State how many of the lines below contain the string "background", matching case exactly, and reply with the number alone.
══ DATA TO PROCESS
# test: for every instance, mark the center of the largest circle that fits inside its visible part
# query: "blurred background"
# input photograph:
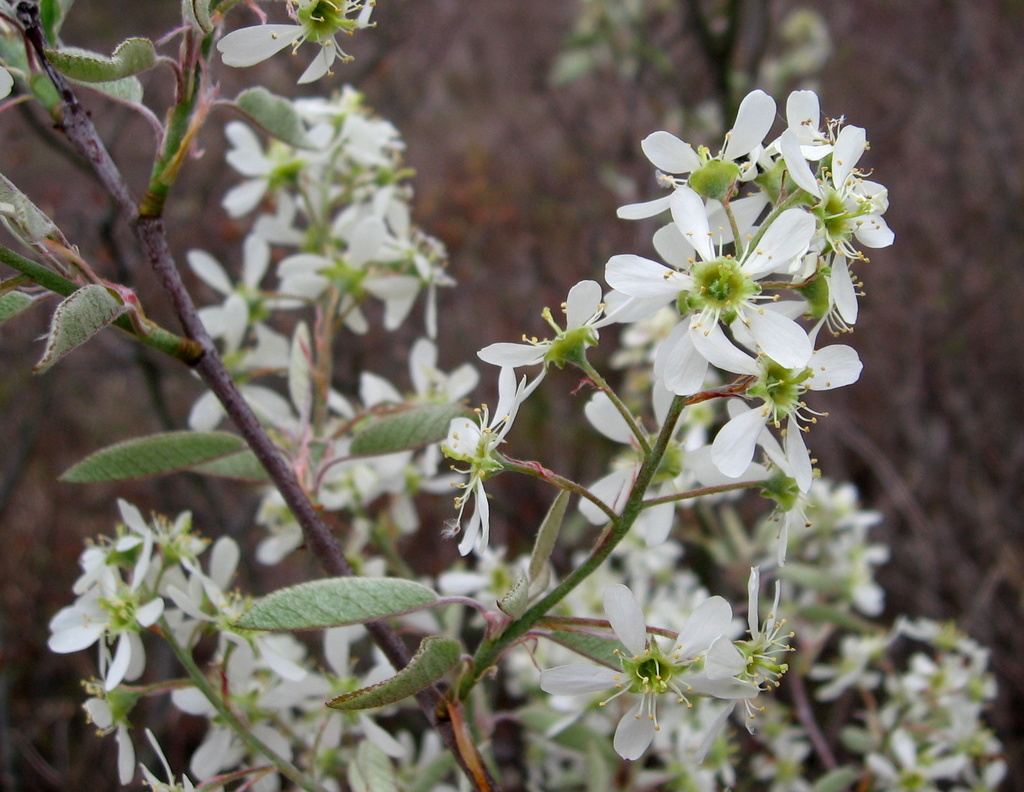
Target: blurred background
(523, 121)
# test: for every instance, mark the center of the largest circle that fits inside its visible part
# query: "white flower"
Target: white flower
(648, 671)
(849, 207)
(317, 21)
(432, 384)
(672, 156)
(583, 318)
(916, 765)
(476, 444)
(780, 388)
(156, 784)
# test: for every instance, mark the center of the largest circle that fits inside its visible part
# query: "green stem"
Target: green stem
(256, 745)
(181, 127)
(602, 384)
(737, 241)
(491, 649)
(151, 334)
(539, 471)
(699, 492)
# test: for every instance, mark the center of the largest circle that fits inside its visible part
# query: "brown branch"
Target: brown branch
(79, 129)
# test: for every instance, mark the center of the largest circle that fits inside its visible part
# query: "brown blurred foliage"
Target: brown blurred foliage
(509, 175)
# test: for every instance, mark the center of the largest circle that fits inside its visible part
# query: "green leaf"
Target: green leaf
(435, 658)
(197, 13)
(404, 428)
(127, 90)
(516, 599)
(274, 115)
(335, 601)
(430, 777)
(131, 56)
(542, 720)
(548, 535)
(29, 219)
(243, 466)
(13, 303)
(837, 780)
(596, 648)
(77, 320)
(372, 770)
(153, 455)
(52, 13)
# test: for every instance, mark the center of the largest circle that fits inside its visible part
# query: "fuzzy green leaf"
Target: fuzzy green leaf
(435, 657)
(197, 13)
(13, 303)
(516, 598)
(335, 601)
(372, 770)
(596, 648)
(128, 90)
(404, 428)
(30, 221)
(51, 14)
(274, 115)
(243, 466)
(77, 320)
(153, 455)
(548, 535)
(837, 781)
(131, 56)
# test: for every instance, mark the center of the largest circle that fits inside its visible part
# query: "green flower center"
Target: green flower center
(715, 179)
(323, 18)
(648, 673)
(780, 387)
(719, 285)
(569, 346)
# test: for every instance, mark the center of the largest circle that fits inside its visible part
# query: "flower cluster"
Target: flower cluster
(721, 345)
(335, 237)
(317, 22)
(723, 258)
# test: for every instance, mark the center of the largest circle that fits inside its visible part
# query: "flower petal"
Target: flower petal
(249, 46)
(796, 453)
(835, 366)
(850, 146)
(583, 302)
(670, 154)
(626, 617)
(733, 447)
(754, 119)
(800, 171)
(645, 209)
(639, 277)
(576, 679)
(690, 215)
(634, 734)
(803, 114)
(787, 238)
(708, 622)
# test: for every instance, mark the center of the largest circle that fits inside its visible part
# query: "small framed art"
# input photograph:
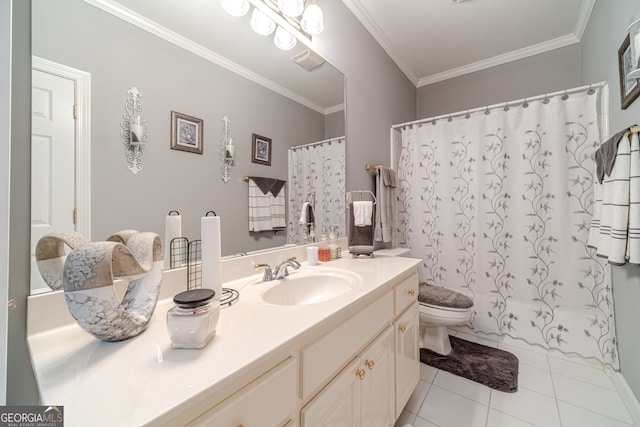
════
• [PROBLEM SOLUTION]
2